[TASK DIRECTIONS] Every line of the listing below must be printed again exactly, apart from its pictures.
☆ ☆ ☆ ☆ ☆
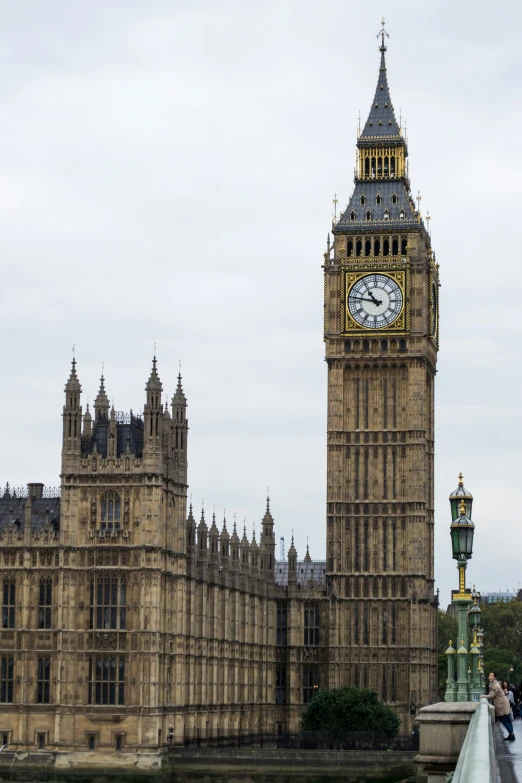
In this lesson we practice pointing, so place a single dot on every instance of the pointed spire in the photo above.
(73, 384)
(179, 395)
(101, 403)
(381, 120)
(154, 382)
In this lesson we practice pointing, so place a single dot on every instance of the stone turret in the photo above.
(234, 549)
(268, 543)
(292, 564)
(224, 543)
(72, 417)
(101, 403)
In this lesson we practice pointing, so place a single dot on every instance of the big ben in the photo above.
(381, 336)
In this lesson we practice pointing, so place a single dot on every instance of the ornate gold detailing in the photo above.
(400, 276)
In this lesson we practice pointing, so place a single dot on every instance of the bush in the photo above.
(339, 711)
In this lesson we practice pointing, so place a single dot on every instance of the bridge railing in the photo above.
(476, 762)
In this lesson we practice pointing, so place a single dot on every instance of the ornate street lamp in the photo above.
(467, 655)
(462, 530)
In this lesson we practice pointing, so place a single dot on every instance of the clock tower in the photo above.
(381, 335)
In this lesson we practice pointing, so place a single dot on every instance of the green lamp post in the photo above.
(462, 530)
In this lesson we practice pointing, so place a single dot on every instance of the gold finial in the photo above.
(382, 33)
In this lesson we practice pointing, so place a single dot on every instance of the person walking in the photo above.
(501, 705)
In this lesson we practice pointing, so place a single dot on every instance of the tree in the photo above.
(339, 711)
(502, 624)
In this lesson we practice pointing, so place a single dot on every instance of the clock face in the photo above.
(375, 301)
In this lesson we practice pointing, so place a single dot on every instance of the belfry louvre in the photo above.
(129, 624)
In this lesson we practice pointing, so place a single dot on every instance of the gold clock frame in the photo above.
(401, 323)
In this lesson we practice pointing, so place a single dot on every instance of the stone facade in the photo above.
(129, 625)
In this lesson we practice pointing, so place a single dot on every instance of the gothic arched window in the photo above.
(110, 511)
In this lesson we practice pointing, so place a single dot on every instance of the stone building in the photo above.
(128, 624)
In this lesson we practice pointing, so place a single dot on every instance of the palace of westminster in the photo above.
(129, 624)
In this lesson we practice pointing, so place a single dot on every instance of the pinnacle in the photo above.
(154, 380)
(73, 384)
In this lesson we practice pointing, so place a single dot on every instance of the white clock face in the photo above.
(375, 301)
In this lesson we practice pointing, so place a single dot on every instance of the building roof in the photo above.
(371, 190)
(307, 571)
(129, 432)
(381, 120)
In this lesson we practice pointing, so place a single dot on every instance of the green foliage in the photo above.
(498, 661)
(502, 624)
(339, 711)
(448, 629)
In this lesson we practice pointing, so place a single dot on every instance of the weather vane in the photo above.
(382, 33)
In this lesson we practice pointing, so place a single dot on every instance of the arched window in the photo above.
(107, 679)
(108, 603)
(110, 511)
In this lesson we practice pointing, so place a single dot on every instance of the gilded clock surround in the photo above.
(349, 278)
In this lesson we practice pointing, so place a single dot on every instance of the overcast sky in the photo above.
(167, 172)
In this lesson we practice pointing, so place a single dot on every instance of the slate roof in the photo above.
(128, 428)
(12, 513)
(370, 189)
(381, 120)
(307, 571)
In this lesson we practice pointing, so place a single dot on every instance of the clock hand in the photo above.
(363, 299)
(374, 300)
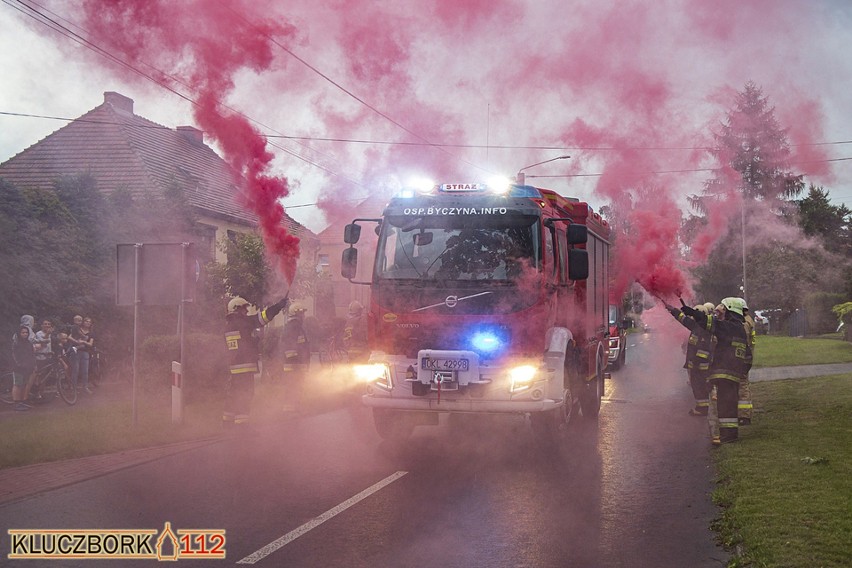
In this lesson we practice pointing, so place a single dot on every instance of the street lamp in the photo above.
(520, 179)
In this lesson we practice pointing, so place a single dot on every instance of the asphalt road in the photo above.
(324, 490)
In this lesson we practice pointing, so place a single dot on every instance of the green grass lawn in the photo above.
(61, 432)
(786, 487)
(779, 351)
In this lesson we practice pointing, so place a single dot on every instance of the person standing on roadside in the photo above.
(297, 357)
(244, 353)
(699, 354)
(83, 339)
(43, 343)
(355, 334)
(731, 360)
(23, 357)
(745, 406)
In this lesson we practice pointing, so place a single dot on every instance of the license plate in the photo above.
(445, 364)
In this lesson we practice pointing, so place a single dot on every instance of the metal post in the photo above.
(742, 218)
(177, 393)
(137, 249)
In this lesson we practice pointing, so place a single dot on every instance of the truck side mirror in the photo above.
(422, 239)
(578, 264)
(577, 234)
(351, 233)
(349, 262)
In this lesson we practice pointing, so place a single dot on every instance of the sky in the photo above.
(362, 96)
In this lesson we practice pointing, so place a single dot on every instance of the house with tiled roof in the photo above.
(124, 151)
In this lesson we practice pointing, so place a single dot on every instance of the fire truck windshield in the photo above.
(458, 247)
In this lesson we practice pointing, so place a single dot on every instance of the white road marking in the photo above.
(316, 521)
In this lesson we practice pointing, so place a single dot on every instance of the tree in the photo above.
(753, 152)
(831, 223)
(752, 144)
(246, 273)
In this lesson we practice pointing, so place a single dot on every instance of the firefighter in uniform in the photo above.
(744, 406)
(244, 351)
(355, 334)
(297, 357)
(731, 361)
(699, 354)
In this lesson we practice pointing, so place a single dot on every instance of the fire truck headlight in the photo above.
(376, 373)
(522, 376)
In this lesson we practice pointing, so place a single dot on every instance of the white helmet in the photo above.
(295, 309)
(734, 305)
(236, 303)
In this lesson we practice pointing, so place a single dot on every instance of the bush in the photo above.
(819, 306)
(206, 365)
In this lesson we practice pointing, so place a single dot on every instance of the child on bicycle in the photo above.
(23, 355)
(64, 349)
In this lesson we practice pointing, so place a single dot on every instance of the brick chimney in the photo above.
(119, 102)
(192, 134)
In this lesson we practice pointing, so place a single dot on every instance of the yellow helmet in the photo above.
(295, 309)
(734, 305)
(236, 303)
(356, 308)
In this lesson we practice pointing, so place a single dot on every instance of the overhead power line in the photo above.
(441, 144)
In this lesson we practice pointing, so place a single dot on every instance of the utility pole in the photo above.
(520, 179)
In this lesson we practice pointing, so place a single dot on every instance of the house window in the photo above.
(323, 265)
(206, 242)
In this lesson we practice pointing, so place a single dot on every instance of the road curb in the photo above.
(17, 483)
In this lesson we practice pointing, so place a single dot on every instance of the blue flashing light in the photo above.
(524, 191)
(489, 340)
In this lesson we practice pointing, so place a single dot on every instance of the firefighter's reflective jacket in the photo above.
(732, 356)
(241, 335)
(701, 343)
(294, 343)
(355, 338)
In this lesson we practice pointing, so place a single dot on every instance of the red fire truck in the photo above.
(485, 299)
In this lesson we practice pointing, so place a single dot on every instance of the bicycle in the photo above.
(54, 379)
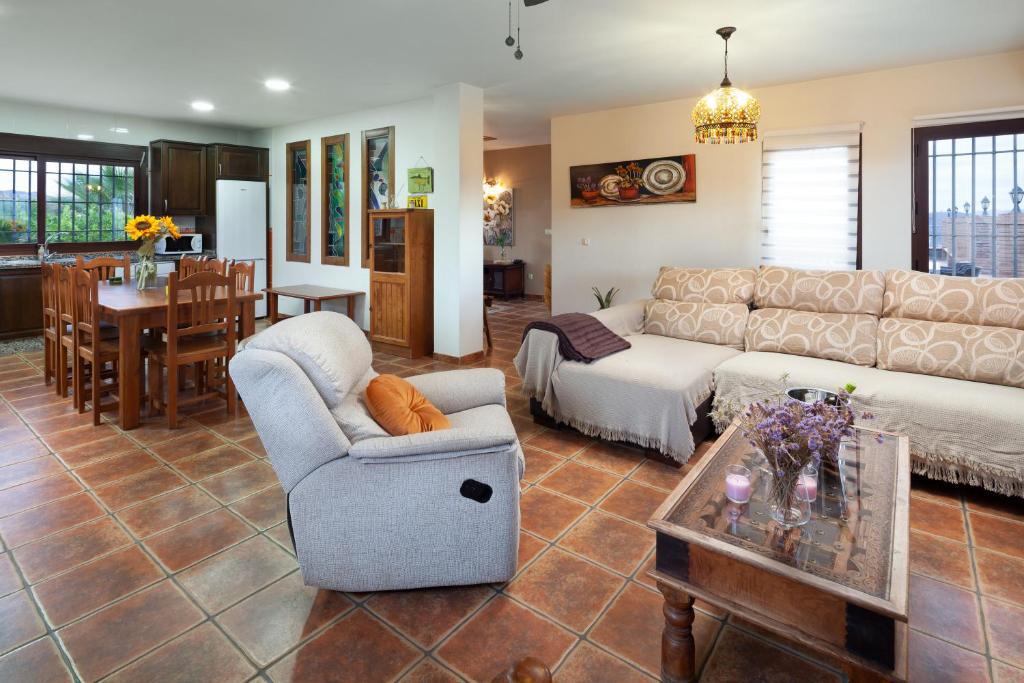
☆ ☆ ☆ ☆ ☆
[FINAL ANSWER]
In this lesson we practice pointing, so place a single dot on every instance of the pointed spire in the photo above.
(73, 384)
(179, 395)
(101, 403)
(381, 120)
(154, 382)
In this lesson we practice pointing, so place a single dot on every instance of the stone turret in the photo above.
(234, 549)
(268, 543)
(292, 564)
(224, 543)
(72, 417)
(101, 403)
In this lesson we practice pointing, so place a single dot on every instance of the big ben in the photo above.
(381, 336)
In this lesson we practice pointing, so place a single dot on every instance of the ornate gold detailing in the photo above.
(400, 276)
In this lesson we practice pointing, so place a single dot on every instance of the bush in the photo above.
(339, 711)
In this lesson we practice pointing, so place a single dot on every instance of the bridge railing in the photo above.
(476, 762)
In this lesson we practice pointing, so place a single dot on every instance of the ornate street lamp in the photo above.
(467, 655)
(462, 530)
In this lesson we practice pointing, so place a single dot on every instance of the clock tower in the photo above.
(381, 335)
In this lesson we practice pointing, so place a single dot on every instance of the green lamp post in the photo above.
(462, 530)
In this lesson we practice pointing, so place a single dot on every instance of the gold finial in the photo above.
(382, 33)
In this lesson we practice pointing, so place a single dot on every instance of the person walking in the photo above.
(501, 705)
In this lesson we practice pointing, so place a single dot on every instance of the tree in the photo above.
(339, 711)
(502, 624)
In this lesson we practice pointing, so place a single dot on every instance of the clock face in the photo above.
(375, 301)
In this lesson we practice pointing, so place a single dot on every instance of the belfry louvre in the photo above.
(129, 624)
In this lesson we practice pointing, so place a single dot on every instance of the gold clock frame in the photo above.
(401, 323)
In this lesson we practice pointing, so place a single dot on every instance of the stone facade in the photo above.
(129, 625)
In this lesson we practice pointing, so place a single dot on every instance of the gothic arched window in the photo above.
(110, 511)
In this lesson we practice pointing, so place a single dot on every instance of the stone building in the photo above.
(128, 624)
In this lesson we practice pointing, so place a single dot on every instance of the palace of westminster in the photo above.
(129, 624)
In this lesson we practice pointing, so place a single dot on every instance of the pinnacle in the photo above.
(154, 380)
(73, 384)
In this lesson we practice pointing, so place a single dot on every instance of the white clock face in the photo above.
(375, 301)
In this lesson we practice pointing, so place a single dot on every instance of the building roof in the photo above.
(371, 190)
(307, 571)
(129, 432)
(381, 120)
In this lesson we practice pointing, so place a single dot on every instance of the green foliage in the photo above.
(498, 661)
(502, 624)
(339, 711)
(448, 629)
In this lesson we practice pointing, so place a single dot on every instance of the weather vane in the photo above.
(382, 33)
In this lesson we practice pointing, so place a single dot on every instance of the arched window in the photo above.
(107, 679)
(108, 603)
(110, 511)
In this lesson we practice pointing, so place a single dot on every instance of the gilded clock surround in the photo above.
(349, 278)
In this lesson we practice pointing, so place a single dot on every instance of the overcast sky in the photo above.
(167, 172)
In this lesson we practice pointing, so place a single dot on every instance of the slate roof in the photo above.
(128, 428)
(12, 513)
(370, 189)
(381, 120)
(307, 571)
In this lesson we practice pointing, so place a single dot on every instance of the clock hand in the photo above.
(363, 299)
(374, 300)
In this lesson we practice pointing, so place a single dot on every instance of the street lamp in the photo above.
(520, 179)
In this lesson we practice pointing, so place a single dot on every instance of the asphalt road in the photo above.
(324, 490)
In this lesson we practice pointing, so place a single dot on every instance of the green grass lawn in the photo above.
(61, 432)
(786, 487)
(779, 351)
In this lesson we practice pointing, so place a single dot on every instance of the person standing on roadside in the photo above.
(297, 357)
(244, 353)
(699, 354)
(83, 339)
(43, 343)
(355, 334)
(731, 360)
(23, 357)
(745, 406)
In this lesson we practice pointing, so place a single dot on every instance of the license plate in the photo above.
(445, 364)
In this lesson we practice pointing, so place a single dot on every instance of the metal post in the photo above.
(742, 218)
(177, 393)
(137, 249)
In this lesson we practice pointing, so place a single dot on every instance of the truck side mirror in the photo above.
(422, 239)
(578, 264)
(577, 234)
(351, 233)
(349, 262)
In this lesson we practice pointing, so place a single dot on every instance of the sky in the photo above.
(362, 96)
In this lesson we practice pointing, so place a single dot on every instance of the house with tiled roof in the photo above.
(124, 151)
In this lesson we practice pointing, so place a single dot on every instance of the fire truck windshield in the photo above.
(458, 247)
In this lesson we practice pointing, so place a single dot on every instance of the white road marking in the photo above.
(316, 521)
In this lesson we practice pointing, so place a single dot on every instance of the tree in the photo above.
(753, 152)
(831, 223)
(752, 144)
(246, 273)
In this lesson we practice pointing, so place a single dot on every instance of the firefighter in uniform in the photo above.
(744, 406)
(244, 351)
(355, 334)
(297, 357)
(731, 361)
(699, 354)
In this lesson we practice pointing, so place a single dot on every instance of the fire truck headlight in the photo above.
(376, 373)
(522, 376)
In this lesson we practice pointing, so place a single dot on every instance of the white helmet in the photo above.
(295, 309)
(734, 305)
(236, 303)
In this lesson we practice pointing, so place a single dot on every instance of the bush in the photo above.
(819, 306)
(206, 365)
In this lesson we practice pointing, so place a single dot on every instance of the child on bicycle in the photo above.
(23, 355)
(64, 349)
In this lesson we practice pointing, so place a single dot on every instance of the brick chimney in the photo above.
(119, 102)
(192, 134)
In this lesson we practice pointing, so place a single dot on every instance of the yellow helmet in the photo above.
(295, 309)
(734, 305)
(236, 303)
(356, 308)
In this lesson we practice pointing, so place a single dot on every instance of the overhead power line in the photo above.
(441, 144)
In this lesson we practice pointing, so place a single dot on every instance of the utility pole in the photo above.
(520, 179)
In this lesson we practice pointing, so place a single dot on every instance of the house window in the photo above.
(323, 265)
(206, 242)
In this lesson we practice pointing, so place a single dot on every instance of the road curb in the photo above.
(17, 483)
In this lesson we practice pointing, so place a single dot on every instance of the blue flashing light in the photo above.
(524, 191)
(489, 340)
In this lesson we practice pointing, so place a single dot on every instance of the firefighter's reflective jacket in the photo above.
(732, 356)
(241, 335)
(701, 343)
(294, 343)
(355, 338)
In this lesson we practice pointing, so place a single dot on every instance of the red fire truck in the photo above.
(485, 299)
In this lesson we practice pointing, so place a single dot on every instance of the bicycle in the photo above.
(54, 379)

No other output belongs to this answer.